Part of a data file:
=-=-=

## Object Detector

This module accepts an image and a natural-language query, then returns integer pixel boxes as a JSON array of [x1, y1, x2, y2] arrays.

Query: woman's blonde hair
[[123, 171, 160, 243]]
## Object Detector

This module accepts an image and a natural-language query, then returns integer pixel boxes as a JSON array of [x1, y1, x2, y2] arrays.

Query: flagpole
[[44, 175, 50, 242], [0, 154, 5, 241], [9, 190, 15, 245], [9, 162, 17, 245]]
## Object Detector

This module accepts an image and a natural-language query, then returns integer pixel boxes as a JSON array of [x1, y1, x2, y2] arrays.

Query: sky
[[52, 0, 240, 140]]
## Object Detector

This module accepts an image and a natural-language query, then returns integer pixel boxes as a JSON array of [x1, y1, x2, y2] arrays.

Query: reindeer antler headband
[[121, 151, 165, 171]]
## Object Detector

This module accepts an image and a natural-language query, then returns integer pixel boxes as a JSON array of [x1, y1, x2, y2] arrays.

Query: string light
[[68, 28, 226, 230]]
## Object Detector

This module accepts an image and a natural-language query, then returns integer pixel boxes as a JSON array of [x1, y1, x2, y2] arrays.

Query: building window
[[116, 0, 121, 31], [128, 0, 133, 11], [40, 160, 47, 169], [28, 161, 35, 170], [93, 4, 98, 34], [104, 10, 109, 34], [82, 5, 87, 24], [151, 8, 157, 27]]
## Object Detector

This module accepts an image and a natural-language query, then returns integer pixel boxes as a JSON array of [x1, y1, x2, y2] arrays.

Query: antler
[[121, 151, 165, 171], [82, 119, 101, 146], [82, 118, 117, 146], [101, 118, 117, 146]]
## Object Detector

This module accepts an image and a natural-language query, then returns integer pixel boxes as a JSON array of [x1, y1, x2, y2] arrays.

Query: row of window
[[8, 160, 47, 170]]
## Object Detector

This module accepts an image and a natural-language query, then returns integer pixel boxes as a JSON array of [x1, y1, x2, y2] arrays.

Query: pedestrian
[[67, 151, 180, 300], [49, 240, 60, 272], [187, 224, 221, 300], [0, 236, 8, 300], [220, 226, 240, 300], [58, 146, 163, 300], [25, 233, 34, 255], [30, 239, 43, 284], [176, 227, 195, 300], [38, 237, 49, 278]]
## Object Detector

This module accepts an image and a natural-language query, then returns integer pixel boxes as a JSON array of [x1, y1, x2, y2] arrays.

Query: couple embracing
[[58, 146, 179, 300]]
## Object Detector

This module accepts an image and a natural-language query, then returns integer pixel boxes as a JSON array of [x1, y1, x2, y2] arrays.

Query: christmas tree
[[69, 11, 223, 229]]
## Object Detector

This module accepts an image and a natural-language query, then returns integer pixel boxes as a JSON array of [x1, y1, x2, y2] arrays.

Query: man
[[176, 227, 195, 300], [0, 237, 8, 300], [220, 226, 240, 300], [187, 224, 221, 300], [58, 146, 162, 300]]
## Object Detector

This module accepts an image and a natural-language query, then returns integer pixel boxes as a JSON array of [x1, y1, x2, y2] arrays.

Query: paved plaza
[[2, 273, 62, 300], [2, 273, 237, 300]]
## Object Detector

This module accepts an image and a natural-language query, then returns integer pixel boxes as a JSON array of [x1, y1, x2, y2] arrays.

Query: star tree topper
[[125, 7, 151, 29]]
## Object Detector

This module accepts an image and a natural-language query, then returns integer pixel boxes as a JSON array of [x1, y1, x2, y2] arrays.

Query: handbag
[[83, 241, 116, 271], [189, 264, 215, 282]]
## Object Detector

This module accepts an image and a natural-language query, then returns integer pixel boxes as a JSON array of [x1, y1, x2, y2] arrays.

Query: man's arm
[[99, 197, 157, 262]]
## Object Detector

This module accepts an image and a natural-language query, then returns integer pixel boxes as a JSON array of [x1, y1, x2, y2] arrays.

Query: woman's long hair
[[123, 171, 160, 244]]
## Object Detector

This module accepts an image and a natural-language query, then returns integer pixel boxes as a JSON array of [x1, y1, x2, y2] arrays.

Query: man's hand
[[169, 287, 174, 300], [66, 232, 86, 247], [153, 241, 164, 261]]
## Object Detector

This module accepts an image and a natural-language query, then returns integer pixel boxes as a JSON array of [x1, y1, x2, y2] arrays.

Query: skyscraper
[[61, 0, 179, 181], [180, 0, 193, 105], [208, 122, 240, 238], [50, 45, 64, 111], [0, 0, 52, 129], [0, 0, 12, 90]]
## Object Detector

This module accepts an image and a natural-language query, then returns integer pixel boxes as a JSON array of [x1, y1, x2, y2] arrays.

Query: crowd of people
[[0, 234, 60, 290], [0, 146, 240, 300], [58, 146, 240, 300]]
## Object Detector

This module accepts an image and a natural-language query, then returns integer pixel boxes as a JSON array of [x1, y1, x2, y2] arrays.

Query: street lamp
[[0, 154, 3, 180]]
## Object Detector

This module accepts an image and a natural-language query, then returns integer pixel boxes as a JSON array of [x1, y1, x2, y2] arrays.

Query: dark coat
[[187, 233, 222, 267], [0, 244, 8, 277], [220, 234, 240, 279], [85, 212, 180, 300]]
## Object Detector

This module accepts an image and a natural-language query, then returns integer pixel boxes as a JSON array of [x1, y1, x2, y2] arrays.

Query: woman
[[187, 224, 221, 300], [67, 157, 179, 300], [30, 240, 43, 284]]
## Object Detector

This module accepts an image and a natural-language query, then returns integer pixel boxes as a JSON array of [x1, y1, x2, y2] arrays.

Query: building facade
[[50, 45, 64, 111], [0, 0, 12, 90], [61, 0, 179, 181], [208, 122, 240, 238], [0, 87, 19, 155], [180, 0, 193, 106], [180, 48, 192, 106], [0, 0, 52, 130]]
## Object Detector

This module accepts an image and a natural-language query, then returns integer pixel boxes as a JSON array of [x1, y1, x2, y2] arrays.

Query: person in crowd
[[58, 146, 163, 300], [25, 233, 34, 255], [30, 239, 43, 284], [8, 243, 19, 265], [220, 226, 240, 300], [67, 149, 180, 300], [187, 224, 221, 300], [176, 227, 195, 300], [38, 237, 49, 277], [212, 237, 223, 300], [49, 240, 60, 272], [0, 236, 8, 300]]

=-=-=

__TASK BRIEF__: List each line in the records that contains the word "hair".

__CORRECT RESPONSE__:
Query: woman's blonde hair
Query: woman's long hair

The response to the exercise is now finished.